# 100 Gallon Peninsula



## vegas chad (Jul 21, 2008)

I have been wanting to do a larger peninsula style tank for a long time and recently with a small renovation in my store some space was make for a nice large tank! I am going to be doing Madagascar critters in here so hopefully I can get what I am looking for this year with the new CITES quotas! 

Tank info: 
20x24x48 - 100G 
5 holes total in tank bottom for drain, fog, power, return Ect… 
Lighting I have not made up my mind yet on if I want to use a T5 – MH/T5 or LED – TBD. 
Water area has a 120G Hydor canister filter – overkill as it’s probably less than 10g volume total. 


I will do this thread with the picture attachment tool and just do a few at a time as to not overload your window and make the super wide screen. 


The tank itself with the wall not put into place, at the end I will attach it into place when he fog system is attached and water feature is attached.


----------



## vegas chad (Jul 21, 2008)

I drew on the bottom to figure out where I wanted to make the water area then had the girlfriend shape some plastic with the heat gun to get the shape-ish I was after. The shape of the plastic is no big deal really as it will get a skin of cork. Then silicone into place...


----------



## vegas chad (Jul 21, 2008)

Given request A:
Translate this sentence from the tank-build thread into Spanish: "The shape of the plastic is no big deal really as it will get a skin of cork."
Given request B:
Continue the peninsula tank-build thread by writing the post that follows its final heading.

[Dataset records]
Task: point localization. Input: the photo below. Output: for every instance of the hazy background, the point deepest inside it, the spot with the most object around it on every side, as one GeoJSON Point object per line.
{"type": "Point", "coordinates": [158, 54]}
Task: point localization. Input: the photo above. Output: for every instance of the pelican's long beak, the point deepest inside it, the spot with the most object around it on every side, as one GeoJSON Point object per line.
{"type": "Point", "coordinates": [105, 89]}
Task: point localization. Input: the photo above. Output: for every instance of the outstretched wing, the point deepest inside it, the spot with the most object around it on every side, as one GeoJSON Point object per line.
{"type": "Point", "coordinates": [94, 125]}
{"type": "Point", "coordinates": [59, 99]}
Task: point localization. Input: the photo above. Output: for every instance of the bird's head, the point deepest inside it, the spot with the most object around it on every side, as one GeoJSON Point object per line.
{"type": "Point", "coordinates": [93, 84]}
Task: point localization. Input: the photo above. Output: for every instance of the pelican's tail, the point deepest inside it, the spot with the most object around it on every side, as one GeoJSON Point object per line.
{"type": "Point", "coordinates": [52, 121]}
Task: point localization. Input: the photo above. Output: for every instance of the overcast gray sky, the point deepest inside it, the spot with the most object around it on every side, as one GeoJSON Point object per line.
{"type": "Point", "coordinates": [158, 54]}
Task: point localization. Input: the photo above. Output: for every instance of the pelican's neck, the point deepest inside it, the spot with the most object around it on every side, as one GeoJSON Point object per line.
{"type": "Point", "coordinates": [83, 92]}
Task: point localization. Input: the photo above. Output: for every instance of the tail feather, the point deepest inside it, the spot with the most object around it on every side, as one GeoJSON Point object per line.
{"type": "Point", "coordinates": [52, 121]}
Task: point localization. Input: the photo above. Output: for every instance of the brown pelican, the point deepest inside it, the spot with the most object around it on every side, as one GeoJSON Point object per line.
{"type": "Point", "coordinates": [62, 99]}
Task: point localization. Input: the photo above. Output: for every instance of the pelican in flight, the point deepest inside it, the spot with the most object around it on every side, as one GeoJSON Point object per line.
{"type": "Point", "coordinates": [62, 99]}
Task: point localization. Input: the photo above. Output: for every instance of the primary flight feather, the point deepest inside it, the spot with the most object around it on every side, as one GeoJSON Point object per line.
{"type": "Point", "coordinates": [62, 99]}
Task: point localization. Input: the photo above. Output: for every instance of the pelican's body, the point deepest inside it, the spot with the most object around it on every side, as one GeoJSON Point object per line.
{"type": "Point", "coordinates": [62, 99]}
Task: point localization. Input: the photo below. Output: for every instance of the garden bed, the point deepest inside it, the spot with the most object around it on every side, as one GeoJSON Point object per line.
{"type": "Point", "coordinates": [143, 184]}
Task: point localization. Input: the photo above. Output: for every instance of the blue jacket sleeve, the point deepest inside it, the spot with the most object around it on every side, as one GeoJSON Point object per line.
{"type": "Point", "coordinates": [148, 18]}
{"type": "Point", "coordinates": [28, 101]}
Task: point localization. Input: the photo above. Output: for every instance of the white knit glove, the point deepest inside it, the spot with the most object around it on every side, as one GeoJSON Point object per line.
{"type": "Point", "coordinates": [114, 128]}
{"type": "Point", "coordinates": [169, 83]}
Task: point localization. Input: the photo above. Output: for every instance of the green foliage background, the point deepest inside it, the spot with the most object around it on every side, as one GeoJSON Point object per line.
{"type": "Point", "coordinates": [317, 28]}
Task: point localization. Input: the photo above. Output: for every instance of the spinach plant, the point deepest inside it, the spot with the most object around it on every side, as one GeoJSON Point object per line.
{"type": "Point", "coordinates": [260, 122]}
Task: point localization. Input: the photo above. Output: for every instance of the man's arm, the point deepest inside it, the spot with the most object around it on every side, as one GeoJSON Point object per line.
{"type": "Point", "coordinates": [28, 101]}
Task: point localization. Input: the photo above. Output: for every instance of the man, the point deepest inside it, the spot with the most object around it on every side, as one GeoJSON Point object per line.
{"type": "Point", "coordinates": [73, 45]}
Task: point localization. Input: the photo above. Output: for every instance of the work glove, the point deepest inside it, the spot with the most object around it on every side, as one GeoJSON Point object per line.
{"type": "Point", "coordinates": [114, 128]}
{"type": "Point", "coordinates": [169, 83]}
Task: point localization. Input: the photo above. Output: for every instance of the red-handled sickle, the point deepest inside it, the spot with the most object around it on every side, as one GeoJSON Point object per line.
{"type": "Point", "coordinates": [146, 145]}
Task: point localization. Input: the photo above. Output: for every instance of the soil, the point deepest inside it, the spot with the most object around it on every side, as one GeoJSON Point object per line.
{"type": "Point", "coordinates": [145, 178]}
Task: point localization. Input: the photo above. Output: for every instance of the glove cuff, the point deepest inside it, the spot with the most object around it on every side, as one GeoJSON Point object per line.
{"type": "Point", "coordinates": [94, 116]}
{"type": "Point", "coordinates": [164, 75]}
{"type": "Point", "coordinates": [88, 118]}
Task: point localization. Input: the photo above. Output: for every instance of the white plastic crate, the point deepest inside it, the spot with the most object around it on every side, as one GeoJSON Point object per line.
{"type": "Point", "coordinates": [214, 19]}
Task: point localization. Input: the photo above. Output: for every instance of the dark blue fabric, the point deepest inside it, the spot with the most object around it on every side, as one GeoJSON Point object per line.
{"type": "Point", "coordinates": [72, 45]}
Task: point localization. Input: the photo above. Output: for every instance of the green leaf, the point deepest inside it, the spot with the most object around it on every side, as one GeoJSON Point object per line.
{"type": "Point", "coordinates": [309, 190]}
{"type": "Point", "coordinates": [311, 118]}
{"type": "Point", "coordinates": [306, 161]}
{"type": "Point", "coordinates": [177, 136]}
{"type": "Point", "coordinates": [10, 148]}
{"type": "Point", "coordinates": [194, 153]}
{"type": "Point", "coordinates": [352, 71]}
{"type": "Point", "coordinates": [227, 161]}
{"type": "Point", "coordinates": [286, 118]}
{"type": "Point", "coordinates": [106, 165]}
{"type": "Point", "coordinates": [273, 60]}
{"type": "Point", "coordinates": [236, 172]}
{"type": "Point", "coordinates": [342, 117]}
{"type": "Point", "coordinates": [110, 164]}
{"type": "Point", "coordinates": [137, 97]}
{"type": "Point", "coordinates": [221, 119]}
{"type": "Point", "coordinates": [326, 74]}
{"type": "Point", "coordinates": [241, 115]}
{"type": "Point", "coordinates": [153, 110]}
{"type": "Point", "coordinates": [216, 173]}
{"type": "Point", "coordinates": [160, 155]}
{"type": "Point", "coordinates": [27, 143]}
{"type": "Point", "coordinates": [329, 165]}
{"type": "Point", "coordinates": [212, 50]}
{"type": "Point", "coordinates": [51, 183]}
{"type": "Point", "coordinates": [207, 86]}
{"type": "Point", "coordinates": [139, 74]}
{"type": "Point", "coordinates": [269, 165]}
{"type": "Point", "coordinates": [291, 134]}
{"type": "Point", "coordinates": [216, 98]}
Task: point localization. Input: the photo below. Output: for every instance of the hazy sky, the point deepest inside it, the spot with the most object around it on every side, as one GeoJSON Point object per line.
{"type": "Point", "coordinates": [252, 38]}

Response A:
La forma del plástico realmente no es gran cosa, ya que recibirá una capa de corcho.

Response B:
I decided to add some supports to the back of the dam just to be on the safe side, after fixing a few leaks the dam holds the water just fine.


----------



## vegas chad (Jul 21, 2008)

Skin the dam with cork. I am happy with how this came out.


----------



## vegas chad (Jul 21, 2008)

Time to add some sticks. Went with ghost wood... I have 2 main pieces on the wall and 1 main piece near the dam.


----------



## vegas chad (Jul 21, 2008)

Time for some foam... I have some a little shaving and I also added a cork tube where the water will fall from.


----------



## vegas chad (Jul 21, 2008)

Aaaaand that brings it all up to current. I am currently working on the fog system and will soon shave and coat the back will with media. After that I will do the false bottom and then I have to start to work on the stand.


----------



## Dr Christopher McHale (Apr 3, 2014)

I like the direction this is headed...


----------



## Dooley1 (Dec 12, 2009)

Hey Chad,

What are you putting in here?

Kevin


----------



## vegas chad (Jul 21, 2008)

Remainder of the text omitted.